Can you reproduce the lines below from the line with "the street with" up to and including the last line, offsetting every number in the point coordinates by 124 and leaving the request lines unchanged?

─── The data

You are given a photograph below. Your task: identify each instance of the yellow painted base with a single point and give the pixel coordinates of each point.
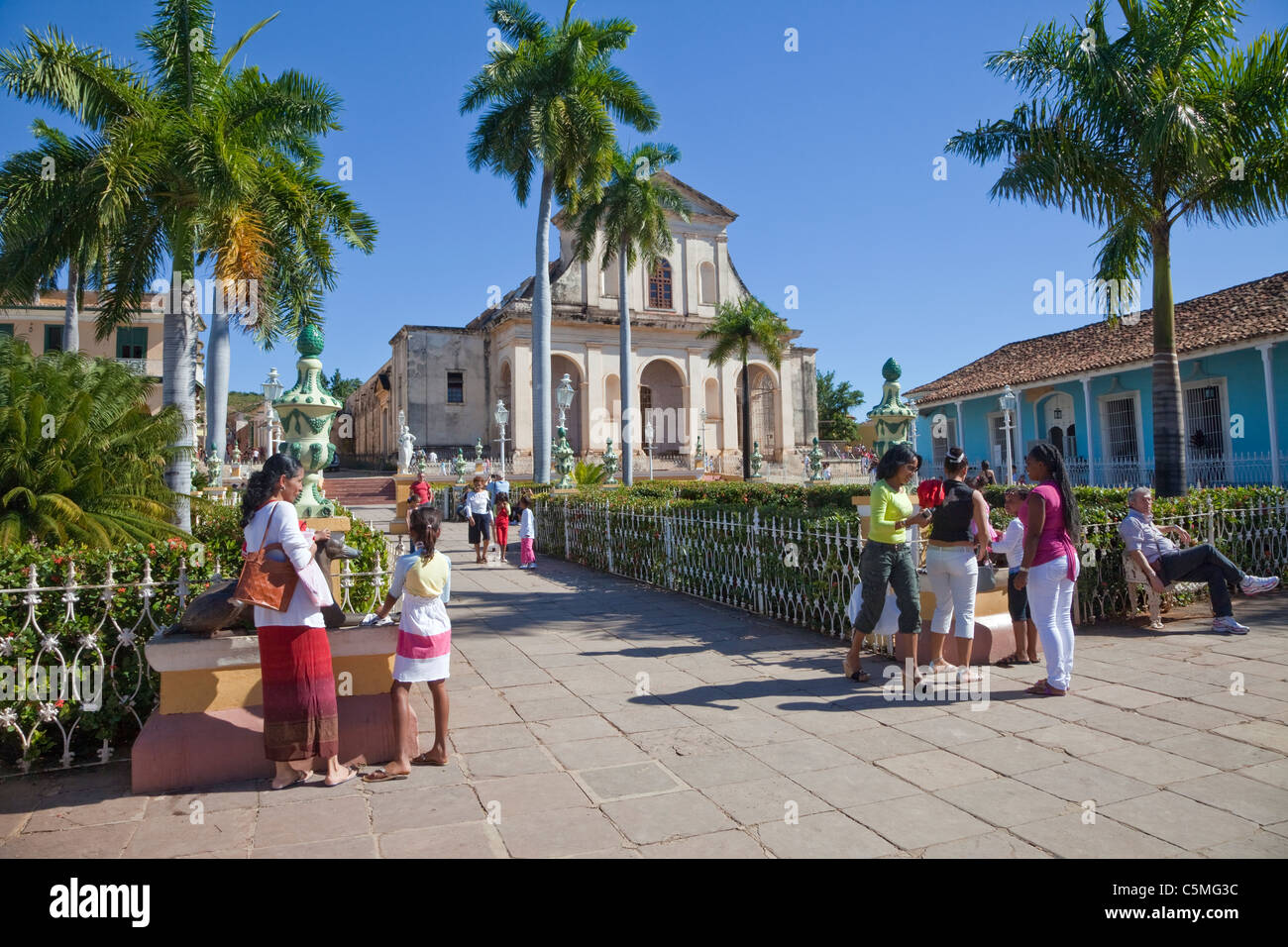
(200, 690)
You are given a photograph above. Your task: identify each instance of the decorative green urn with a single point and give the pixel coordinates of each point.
(892, 416)
(307, 412)
(563, 462)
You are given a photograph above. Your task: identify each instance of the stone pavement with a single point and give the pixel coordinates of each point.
(600, 718)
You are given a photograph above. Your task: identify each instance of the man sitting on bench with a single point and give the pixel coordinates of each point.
(1163, 562)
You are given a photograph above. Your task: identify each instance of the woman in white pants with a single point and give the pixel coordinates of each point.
(952, 565)
(1050, 567)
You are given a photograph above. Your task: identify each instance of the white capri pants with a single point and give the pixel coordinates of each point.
(1051, 605)
(953, 573)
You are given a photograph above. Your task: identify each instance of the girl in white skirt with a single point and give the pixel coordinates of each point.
(424, 579)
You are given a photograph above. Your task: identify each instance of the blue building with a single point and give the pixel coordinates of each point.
(1089, 392)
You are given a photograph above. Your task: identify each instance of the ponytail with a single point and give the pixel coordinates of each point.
(425, 526)
(263, 482)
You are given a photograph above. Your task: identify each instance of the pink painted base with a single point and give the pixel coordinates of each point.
(178, 751)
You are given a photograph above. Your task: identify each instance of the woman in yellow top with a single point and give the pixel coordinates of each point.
(887, 558)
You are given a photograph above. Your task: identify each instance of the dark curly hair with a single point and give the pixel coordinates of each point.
(1048, 455)
(424, 526)
(893, 459)
(263, 482)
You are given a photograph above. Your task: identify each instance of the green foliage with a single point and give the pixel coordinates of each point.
(835, 402)
(130, 686)
(340, 386)
(589, 474)
(81, 459)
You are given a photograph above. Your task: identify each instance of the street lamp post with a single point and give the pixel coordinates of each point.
(1009, 402)
(648, 437)
(501, 418)
(563, 451)
(702, 416)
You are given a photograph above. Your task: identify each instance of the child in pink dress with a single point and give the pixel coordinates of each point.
(423, 579)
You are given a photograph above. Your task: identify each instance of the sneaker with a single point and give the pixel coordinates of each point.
(1227, 625)
(1252, 585)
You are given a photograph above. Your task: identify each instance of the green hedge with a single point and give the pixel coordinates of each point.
(823, 534)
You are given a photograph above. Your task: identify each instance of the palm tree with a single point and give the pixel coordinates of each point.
(47, 208)
(552, 95)
(194, 165)
(631, 210)
(98, 478)
(737, 328)
(1163, 124)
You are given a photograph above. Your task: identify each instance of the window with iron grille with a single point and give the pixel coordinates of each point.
(660, 286)
(1121, 429)
(1206, 421)
(132, 342)
(939, 445)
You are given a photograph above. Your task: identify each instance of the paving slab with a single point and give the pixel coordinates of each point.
(1069, 836)
(997, 844)
(1180, 821)
(935, 770)
(665, 817)
(827, 835)
(728, 844)
(1005, 801)
(1009, 755)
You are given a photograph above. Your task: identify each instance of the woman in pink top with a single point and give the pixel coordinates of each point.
(1050, 566)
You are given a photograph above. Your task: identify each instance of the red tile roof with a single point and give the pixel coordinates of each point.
(1241, 313)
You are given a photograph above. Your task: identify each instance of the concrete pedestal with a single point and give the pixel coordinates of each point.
(209, 727)
(402, 493)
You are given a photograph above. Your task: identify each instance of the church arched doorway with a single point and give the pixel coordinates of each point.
(662, 401)
(764, 411)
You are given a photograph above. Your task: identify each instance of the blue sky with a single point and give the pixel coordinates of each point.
(825, 154)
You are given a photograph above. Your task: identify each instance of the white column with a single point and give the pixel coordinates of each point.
(1091, 441)
(1018, 434)
(1270, 410)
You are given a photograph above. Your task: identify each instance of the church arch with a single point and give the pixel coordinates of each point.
(765, 414)
(662, 401)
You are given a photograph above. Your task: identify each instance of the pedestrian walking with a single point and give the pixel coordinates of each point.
(423, 579)
(300, 714)
(1050, 566)
(527, 532)
(887, 560)
(952, 565)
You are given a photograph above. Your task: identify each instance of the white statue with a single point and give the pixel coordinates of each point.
(404, 445)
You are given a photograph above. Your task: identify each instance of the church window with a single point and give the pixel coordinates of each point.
(706, 283)
(660, 286)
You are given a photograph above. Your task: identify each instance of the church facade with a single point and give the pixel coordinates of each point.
(449, 379)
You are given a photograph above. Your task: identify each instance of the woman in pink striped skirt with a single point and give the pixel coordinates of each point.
(423, 579)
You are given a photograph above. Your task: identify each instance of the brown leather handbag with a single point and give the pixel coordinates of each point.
(267, 582)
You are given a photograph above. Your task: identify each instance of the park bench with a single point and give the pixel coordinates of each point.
(1134, 575)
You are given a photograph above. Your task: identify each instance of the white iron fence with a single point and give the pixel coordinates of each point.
(1236, 471)
(803, 571)
(75, 684)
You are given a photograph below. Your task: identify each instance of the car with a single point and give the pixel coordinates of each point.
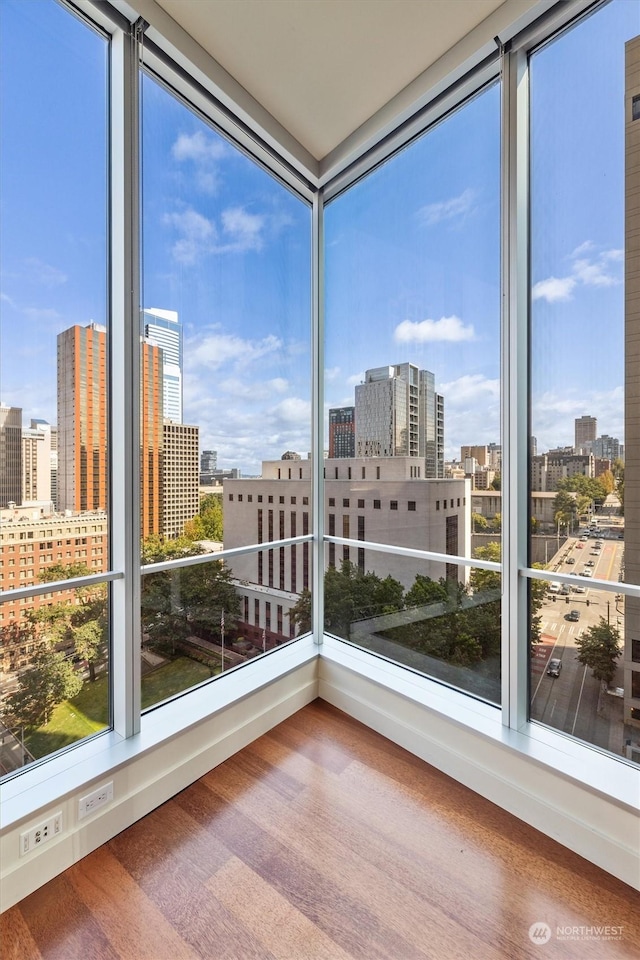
(554, 667)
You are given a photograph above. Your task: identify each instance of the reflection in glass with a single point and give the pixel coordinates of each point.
(447, 628)
(413, 389)
(54, 662)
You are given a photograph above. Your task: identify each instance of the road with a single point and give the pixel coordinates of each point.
(570, 702)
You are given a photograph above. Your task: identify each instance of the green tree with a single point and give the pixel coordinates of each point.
(300, 613)
(80, 623)
(481, 580)
(189, 601)
(599, 648)
(48, 681)
(425, 591)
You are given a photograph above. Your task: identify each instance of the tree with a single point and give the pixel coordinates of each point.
(300, 613)
(50, 679)
(483, 580)
(80, 623)
(425, 591)
(478, 522)
(599, 648)
(208, 523)
(189, 601)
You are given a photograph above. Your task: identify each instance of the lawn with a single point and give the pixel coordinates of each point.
(72, 720)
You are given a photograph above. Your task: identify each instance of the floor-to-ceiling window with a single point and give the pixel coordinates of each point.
(585, 152)
(54, 397)
(412, 392)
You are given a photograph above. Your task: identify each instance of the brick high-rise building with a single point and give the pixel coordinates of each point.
(10, 455)
(342, 432)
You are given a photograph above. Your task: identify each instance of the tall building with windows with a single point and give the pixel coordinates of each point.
(36, 462)
(342, 436)
(82, 418)
(162, 328)
(180, 476)
(399, 414)
(10, 455)
(586, 429)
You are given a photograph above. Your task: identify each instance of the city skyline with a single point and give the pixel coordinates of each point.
(227, 248)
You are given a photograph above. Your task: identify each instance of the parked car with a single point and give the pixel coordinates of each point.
(554, 667)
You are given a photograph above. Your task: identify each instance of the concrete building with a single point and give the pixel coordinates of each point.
(180, 486)
(548, 468)
(631, 655)
(342, 432)
(162, 328)
(37, 472)
(10, 455)
(399, 414)
(607, 448)
(586, 429)
(382, 501)
(32, 539)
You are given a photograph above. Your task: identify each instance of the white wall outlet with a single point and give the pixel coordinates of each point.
(36, 837)
(94, 800)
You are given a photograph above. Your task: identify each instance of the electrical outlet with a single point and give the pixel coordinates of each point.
(94, 800)
(36, 837)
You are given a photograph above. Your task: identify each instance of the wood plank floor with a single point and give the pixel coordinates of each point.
(324, 841)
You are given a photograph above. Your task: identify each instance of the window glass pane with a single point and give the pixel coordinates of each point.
(441, 620)
(201, 620)
(225, 374)
(585, 151)
(53, 368)
(413, 388)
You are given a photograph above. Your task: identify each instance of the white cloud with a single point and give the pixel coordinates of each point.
(215, 349)
(450, 329)
(589, 271)
(447, 209)
(244, 229)
(196, 235)
(553, 289)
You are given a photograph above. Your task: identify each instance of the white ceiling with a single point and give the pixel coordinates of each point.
(322, 68)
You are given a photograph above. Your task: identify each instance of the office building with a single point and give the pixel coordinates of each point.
(342, 435)
(82, 418)
(10, 455)
(162, 328)
(586, 429)
(37, 462)
(180, 479)
(399, 414)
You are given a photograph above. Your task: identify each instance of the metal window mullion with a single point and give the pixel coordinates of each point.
(124, 507)
(515, 425)
(317, 439)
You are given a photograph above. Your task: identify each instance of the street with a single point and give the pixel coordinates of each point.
(573, 701)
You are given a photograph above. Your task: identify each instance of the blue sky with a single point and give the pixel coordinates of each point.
(412, 257)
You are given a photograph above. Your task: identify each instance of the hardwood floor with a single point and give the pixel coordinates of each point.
(324, 841)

──────

Answer to the problem:
You are given a photograph above. Your task: identify each instance of the street with a single point and give the pixel coordinates of each point.
(697, 825)
You are given a photograph above. Your task: identify each instance of the blue sky with a single point and give the pixel coordinates of each point.
(536, 381)
You are given a photograph above. Your task: identify each instance of the hardwood floor with a single point and give the pixel coordinates of each point.
(448, 965)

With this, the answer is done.